__GOAL A__:
In the notebook excerpt below on masking optimizer parameters, what learning rate is given to `optax.adam`?
__GOAL B__:
Summarize the notebook excerpt below on masking optimizer parameters in two sentences.

__EXCERPT__:
==========

13.5 s ± 269 µs per loop (mean ± std. dev. of 7 runs, 1 loop each)


## 7. Optimizer with `set_to_zero` and parameter mask

### Create a mask for the optimizer

In [20]:
def grad_mask_fn(params):
    flat_params = traverse_util.flatten_dict(params)
    flat_mask = {path: 'zero' if path[1] == 'feature_extractor' else 'adam' for path in flat_params}
    mask = traverse_util.unflatten_dict(flat_mask)
    return freeze(mask)

In [21]:
mask = grad_mask_fn(params)

# check that we are masking the right params (feature_extractor and not others)
print("feature_extractor")
print_tree(mask['encoder']['feature_extractor'], depth=1, print_value=True)
print("feature_projection")
print_tree(mask['encoder']['feature_projection'], depth=1, print_value=True)

feature_extractor
   conv_layers
     0
       conv
         kernel zero
       layer_norm
         scale zero
         bias zero
     1
       conv
         kernel zero
       layer_norm
         bias zero
         scale zero
     2
       conv
         kernel zero
       layer_norm
         bias zero
         scale zero
feature_projection
   layer_norm
     scale adam
     bias adam
   projection
     kernel adam
     bias adam


### Define the optimizer

In [22]:
tx = optax.multi_transform({'adam': optax.adam(0.1), 'zero': optax.set_to_zero()},
                           mask)

state = train_state.TrainState.create(apply_fn=model.__call__,
                                      params=params,
                                      tx=tx)

### Run one training step

In [23]:
# note that we are freezing the layers with the grad mask and **not** with the `freeze_feature_encoder` argument
state, rng = j_train_step(state, inputs[0], rng, freeze_feature_encoder=False)

### Compare parameters after optimization

In [24]:
# the change for the frozen feature extractor parameters should be precisely zero
compare_params(params['encoder']['feature_extractor'], state.params['encoder']['feature_extractor'])

 conv_layers
   0
     conv
       kernel 0.0
     layer_norm
       scale 0.0
       bias 0.0
   1
     conv
       kernel 0.0
     layer_norm
       bias 0.0
       scale 0.0
   2
     conv
       kernel 0.0
     layer_norm
       bias 0.0
       scale 0.0


In [25]:
# the change for the (non-frozen) feature projection parameters should be greater than zero
compare_params(params['encoder']['feature_projection'], state.params['encoder']['feature_projection'])

==========

__DATA LISTING__:

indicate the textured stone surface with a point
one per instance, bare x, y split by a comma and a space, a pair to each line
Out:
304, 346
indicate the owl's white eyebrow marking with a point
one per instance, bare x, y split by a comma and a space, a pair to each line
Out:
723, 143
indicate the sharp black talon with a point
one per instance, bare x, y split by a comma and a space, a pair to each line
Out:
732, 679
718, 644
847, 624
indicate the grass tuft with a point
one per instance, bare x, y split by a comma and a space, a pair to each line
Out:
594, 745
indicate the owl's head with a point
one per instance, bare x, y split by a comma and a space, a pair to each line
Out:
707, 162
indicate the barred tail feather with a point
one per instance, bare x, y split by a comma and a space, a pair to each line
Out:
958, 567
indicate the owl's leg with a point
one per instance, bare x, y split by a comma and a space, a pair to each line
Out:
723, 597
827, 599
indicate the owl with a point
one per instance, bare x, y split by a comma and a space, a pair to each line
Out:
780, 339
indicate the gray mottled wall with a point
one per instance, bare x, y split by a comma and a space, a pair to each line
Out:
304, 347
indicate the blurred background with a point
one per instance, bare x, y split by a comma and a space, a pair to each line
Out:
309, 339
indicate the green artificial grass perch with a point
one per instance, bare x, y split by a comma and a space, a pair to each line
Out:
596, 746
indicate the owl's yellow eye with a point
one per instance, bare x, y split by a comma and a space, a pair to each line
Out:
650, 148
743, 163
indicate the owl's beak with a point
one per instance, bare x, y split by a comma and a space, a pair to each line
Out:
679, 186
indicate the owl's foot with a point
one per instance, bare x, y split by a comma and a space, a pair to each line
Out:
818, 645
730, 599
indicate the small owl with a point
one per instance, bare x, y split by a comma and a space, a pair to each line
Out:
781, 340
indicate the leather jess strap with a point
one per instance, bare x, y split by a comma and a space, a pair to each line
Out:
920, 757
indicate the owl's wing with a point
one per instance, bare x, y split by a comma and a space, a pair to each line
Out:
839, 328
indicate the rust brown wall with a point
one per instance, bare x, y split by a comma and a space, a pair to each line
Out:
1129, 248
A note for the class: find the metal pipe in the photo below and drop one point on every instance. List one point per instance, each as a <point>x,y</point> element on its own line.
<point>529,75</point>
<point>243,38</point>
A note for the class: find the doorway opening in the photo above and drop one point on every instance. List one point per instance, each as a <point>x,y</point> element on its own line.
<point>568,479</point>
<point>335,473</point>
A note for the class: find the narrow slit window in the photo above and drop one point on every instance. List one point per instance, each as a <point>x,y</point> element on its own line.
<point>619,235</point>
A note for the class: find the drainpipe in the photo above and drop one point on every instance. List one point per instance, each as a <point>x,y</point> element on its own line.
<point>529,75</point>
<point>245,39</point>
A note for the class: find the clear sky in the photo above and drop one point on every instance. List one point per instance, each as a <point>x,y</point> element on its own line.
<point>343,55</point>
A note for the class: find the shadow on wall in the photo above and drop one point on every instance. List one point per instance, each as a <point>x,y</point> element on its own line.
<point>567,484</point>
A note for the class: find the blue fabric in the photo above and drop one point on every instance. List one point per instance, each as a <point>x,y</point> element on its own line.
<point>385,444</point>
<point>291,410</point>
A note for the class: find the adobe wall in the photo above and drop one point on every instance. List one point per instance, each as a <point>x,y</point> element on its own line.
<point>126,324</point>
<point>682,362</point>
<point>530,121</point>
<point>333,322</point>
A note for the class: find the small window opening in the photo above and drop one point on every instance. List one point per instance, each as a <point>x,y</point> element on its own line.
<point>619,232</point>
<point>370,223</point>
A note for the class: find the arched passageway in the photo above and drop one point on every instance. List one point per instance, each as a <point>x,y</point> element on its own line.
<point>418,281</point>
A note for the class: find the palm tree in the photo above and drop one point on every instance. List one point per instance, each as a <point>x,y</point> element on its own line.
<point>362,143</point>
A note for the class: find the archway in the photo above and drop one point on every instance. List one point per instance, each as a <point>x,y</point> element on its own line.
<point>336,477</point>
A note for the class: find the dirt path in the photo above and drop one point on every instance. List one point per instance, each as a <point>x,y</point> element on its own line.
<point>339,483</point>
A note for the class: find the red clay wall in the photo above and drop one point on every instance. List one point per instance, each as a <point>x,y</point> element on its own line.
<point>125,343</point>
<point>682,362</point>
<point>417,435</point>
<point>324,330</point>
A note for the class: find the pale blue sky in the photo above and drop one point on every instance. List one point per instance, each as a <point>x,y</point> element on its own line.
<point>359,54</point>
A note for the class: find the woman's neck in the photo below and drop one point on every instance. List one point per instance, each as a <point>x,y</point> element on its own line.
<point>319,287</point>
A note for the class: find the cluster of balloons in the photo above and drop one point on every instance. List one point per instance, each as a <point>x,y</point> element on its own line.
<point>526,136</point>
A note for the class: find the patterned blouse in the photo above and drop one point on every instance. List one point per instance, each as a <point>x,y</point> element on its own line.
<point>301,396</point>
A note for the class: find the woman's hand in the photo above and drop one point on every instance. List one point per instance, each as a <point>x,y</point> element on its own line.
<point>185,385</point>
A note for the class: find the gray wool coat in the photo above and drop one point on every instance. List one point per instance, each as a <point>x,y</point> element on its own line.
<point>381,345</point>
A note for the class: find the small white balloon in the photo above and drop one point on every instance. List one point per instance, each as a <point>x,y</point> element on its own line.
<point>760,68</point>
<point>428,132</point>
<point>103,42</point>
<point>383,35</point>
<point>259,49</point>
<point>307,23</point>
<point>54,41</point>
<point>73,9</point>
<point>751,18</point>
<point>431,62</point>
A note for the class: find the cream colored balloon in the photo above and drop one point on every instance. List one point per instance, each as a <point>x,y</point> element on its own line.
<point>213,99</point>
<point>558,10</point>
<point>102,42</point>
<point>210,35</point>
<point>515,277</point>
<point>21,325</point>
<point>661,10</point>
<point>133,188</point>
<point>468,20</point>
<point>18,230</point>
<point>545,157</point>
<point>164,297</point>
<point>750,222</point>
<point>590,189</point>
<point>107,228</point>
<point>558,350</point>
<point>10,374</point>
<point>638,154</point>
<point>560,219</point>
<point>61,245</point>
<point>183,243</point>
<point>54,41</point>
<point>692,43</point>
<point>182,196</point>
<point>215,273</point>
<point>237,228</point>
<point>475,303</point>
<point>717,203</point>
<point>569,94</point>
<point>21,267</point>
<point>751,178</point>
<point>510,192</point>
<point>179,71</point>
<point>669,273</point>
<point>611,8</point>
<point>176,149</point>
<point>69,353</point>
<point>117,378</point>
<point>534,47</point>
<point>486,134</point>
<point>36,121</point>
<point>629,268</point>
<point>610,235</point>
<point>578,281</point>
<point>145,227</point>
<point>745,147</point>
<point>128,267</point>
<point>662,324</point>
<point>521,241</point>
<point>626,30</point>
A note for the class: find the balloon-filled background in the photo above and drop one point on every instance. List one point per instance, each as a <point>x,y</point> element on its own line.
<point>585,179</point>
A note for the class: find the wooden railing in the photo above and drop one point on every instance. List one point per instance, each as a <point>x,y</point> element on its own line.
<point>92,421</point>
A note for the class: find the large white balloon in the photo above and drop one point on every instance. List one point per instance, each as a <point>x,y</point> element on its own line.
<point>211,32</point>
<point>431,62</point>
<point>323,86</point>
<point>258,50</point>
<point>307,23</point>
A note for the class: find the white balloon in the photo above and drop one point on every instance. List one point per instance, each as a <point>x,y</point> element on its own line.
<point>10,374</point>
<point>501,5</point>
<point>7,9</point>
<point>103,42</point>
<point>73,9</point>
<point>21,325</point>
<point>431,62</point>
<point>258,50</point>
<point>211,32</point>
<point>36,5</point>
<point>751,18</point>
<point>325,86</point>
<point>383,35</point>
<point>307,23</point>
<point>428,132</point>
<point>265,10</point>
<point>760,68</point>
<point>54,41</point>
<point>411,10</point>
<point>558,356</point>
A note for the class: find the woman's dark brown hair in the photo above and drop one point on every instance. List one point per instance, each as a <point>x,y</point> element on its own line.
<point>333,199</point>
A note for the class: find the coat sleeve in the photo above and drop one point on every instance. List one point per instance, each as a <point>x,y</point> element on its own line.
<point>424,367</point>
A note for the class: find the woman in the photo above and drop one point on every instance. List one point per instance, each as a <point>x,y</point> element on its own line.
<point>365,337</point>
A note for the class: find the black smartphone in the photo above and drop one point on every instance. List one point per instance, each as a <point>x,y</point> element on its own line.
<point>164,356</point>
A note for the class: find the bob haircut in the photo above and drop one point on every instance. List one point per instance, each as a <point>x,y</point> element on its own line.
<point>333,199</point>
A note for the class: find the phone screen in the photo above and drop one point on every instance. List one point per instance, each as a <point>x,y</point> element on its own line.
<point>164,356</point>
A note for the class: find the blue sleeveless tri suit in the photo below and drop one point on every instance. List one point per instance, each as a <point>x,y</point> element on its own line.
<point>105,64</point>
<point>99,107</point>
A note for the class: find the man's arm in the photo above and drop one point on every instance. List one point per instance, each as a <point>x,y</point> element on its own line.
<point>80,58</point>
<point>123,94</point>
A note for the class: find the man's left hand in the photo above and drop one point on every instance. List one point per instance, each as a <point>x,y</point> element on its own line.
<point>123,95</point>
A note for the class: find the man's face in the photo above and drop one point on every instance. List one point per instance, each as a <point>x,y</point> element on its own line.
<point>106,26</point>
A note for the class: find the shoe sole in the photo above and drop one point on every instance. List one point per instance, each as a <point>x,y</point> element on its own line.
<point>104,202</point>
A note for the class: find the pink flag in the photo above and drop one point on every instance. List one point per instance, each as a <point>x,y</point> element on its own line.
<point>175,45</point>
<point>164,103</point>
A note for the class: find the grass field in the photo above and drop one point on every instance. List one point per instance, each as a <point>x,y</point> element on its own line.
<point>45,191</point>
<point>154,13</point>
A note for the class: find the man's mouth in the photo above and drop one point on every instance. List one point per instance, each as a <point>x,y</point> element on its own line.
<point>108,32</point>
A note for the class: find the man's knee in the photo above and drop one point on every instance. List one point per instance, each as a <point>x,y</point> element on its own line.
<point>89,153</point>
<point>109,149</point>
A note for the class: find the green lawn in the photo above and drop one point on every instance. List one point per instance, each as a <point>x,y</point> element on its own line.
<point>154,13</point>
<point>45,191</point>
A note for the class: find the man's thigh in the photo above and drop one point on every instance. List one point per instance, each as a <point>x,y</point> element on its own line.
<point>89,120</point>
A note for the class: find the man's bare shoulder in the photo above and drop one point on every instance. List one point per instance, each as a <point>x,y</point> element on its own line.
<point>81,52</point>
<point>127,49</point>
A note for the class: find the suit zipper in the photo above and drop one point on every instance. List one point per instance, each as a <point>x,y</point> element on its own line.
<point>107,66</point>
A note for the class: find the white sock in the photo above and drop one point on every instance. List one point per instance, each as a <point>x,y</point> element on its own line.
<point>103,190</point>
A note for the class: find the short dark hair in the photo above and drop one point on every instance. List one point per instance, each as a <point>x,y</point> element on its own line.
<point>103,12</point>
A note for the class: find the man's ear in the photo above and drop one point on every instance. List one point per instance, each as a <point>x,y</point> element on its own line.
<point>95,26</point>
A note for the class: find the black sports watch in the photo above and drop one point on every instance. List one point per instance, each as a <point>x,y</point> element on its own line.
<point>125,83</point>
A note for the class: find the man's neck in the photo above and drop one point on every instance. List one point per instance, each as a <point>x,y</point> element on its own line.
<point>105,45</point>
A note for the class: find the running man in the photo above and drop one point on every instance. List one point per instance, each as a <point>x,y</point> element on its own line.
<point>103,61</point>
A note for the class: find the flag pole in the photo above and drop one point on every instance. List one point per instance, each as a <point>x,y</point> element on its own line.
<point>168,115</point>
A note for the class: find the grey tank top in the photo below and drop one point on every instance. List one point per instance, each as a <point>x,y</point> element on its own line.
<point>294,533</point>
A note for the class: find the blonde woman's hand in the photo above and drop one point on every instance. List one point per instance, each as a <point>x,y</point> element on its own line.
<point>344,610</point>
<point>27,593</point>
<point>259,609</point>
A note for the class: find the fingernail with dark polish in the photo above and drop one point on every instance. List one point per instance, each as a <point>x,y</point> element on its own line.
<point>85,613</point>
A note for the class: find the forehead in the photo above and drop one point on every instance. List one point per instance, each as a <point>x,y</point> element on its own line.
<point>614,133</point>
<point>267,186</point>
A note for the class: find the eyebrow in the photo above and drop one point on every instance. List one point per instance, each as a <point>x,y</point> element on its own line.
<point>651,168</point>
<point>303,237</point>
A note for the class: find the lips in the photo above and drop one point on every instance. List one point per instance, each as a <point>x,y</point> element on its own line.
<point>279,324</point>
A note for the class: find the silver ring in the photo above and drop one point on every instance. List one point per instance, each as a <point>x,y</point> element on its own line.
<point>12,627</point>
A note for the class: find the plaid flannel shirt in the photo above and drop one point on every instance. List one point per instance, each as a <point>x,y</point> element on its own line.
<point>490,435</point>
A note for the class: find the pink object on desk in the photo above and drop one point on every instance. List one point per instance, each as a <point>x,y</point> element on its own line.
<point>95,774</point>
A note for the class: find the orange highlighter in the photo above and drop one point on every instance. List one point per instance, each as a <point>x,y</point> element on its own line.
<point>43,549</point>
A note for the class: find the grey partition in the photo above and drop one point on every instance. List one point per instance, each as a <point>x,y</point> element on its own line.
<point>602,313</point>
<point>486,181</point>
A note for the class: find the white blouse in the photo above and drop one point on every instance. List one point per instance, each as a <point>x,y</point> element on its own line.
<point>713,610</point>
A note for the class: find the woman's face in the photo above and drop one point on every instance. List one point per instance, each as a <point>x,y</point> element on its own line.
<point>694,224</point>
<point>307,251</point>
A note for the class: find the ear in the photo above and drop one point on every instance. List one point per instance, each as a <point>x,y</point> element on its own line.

==========

__COMPLETE OUTPUT A__:
0.1

__COMPLETE OUTPUT B__:
A mask function labels every feature extractor parameter 'zero' and all other parameters 'adam', and `optax.multi_transform` uses that mask to pair Adam at 0.1 with `set_to_zero` in the optimizer. After one training step run with `freeze_feature_encoder=False`, so the mask alone freezes the layers, the comparison shows a change of exactly 0.0 for every feature extractor parameter.